PROVIDED RECORDS:
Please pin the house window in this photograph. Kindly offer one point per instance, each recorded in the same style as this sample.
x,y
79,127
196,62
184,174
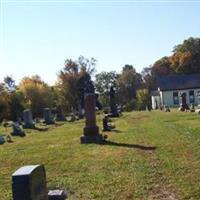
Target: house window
x,y
191,96
175,98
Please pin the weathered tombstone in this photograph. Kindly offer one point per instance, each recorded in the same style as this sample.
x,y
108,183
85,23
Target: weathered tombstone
x,y
106,125
60,114
166,108
48,118
183,105
91,130
17,131
28,119
2,140
113,106
29,183
192,109
57,195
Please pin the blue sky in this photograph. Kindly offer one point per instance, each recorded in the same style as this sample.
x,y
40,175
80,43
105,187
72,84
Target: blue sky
x,y
37,36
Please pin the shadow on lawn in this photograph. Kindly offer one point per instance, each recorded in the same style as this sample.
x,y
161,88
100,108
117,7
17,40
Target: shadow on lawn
x,y
136,146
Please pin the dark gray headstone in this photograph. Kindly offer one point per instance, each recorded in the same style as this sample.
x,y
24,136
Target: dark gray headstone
x,y
28,119
91,130
57,195
17,131
48,118
29,183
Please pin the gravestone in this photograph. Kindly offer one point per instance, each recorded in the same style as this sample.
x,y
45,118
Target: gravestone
x,y
106,125
28,119
60,114
183,105
91,130
17,131
113,106
2,139
29,183
192,108
48,118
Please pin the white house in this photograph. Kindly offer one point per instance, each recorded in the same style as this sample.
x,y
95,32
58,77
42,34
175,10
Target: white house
x,y
169,89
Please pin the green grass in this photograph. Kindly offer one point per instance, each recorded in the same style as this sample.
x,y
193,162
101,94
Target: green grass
x,y
116,170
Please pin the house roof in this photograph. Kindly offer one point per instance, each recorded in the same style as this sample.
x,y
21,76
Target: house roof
x,y
178,82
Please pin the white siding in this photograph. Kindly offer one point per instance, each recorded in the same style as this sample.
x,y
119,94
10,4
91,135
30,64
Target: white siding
x,y
167,97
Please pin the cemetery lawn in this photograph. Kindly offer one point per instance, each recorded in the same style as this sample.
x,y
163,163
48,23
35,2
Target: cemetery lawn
x,y
125,168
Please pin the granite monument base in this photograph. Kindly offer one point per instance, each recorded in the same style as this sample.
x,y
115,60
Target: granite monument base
x,y
98,139
30,126
91,135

STATED EXERCISE: Transcribe the material exactly, leaving every picture out.

COMPLETED TASK:
Please pin the house window in this photograph. Kindly offer one point per instance, each recorded in the same style as this sample.
x,y
79,127
196,62
184,174
Target: house window
x,y
191,96
175,98
Please pin the weathered tombstone in this photograph. Kindly offer one point per instance, each recorded in the same style as this sample.
x,y
108,183
85,23
Target: weathered tombstone
x,y
106,125
60,114
166,108
48,118
183,105
91,130
17,131
28,119
2,140
113,106
29,183
192,109
57,195
Please pin the blue sky in this photograph. Kindly offer one point per instance, each recorded in the same style as this sample.
x,y
40,175
80,43
105,187
72,84
Target: blue sky
x,y
37,36
Please pin the shadow on lawn in this photograph. Kindly offer one point per instance, each recorded in the same style as this sample.
x,y
161,88
100,108
117,7
17,40
Target: shadow on lawn
x,y
136,146
Please pin the dark gray headstone in this photograph. Kindly offer one point per instance, each recorded in the same style as this sample.
x,y
24,136
Target: dark gray headstone
x,y
28,119
91,130
57,195
17,131
48,118
29,183
Please pin the gravestone in this photograph. Kindly offer one point per instance, each recorded in the same style as this sample.
x,y
45,118
Target: gravestone
x,y
106,125
28,119
60,114
183,105
91,130
17,131
113,106
2,139
29,183
192,108
48,118
Please pin the white house in this photograph. Kindly offer one point per instance, each recorded in the same style as this sample.
x,y
95,32
58,77
42,34
175,10
Target: white house
x,y
169,89
Please pin the green grass in this photograph. Kindly offer one point per instance, each recorded in the same style as this sample.
x,y
193,162
101,94
Target: green grass
x,y
116,170
Please pin the house roof in this photograph. Kindly offer one point per instance, each recorded in the same style as this sample.
x,y
21,76
Target: house roof
x,y
178,82
Please pin the white siding in this photograph. Kindly offer one point per instance, each recorded in the same style as this sample.
x,y
119,94
10,4
91,135
30,64
Target: white siding
x,y
167,97
Please pin the cemetery lawn in this photograph. Kindly offer one point per instance, each recorded in the same style as this sample.
x,y
163,163
48,23
35,2
Target: cemetery lawn
x,y
125,168
Please pin the granite monument base in this photograph. Kindly offer one point per instance, each recorded in the same style as this sample.
x,y
115,60
Target: granite monument base
x,y
98,139
30,126
91,135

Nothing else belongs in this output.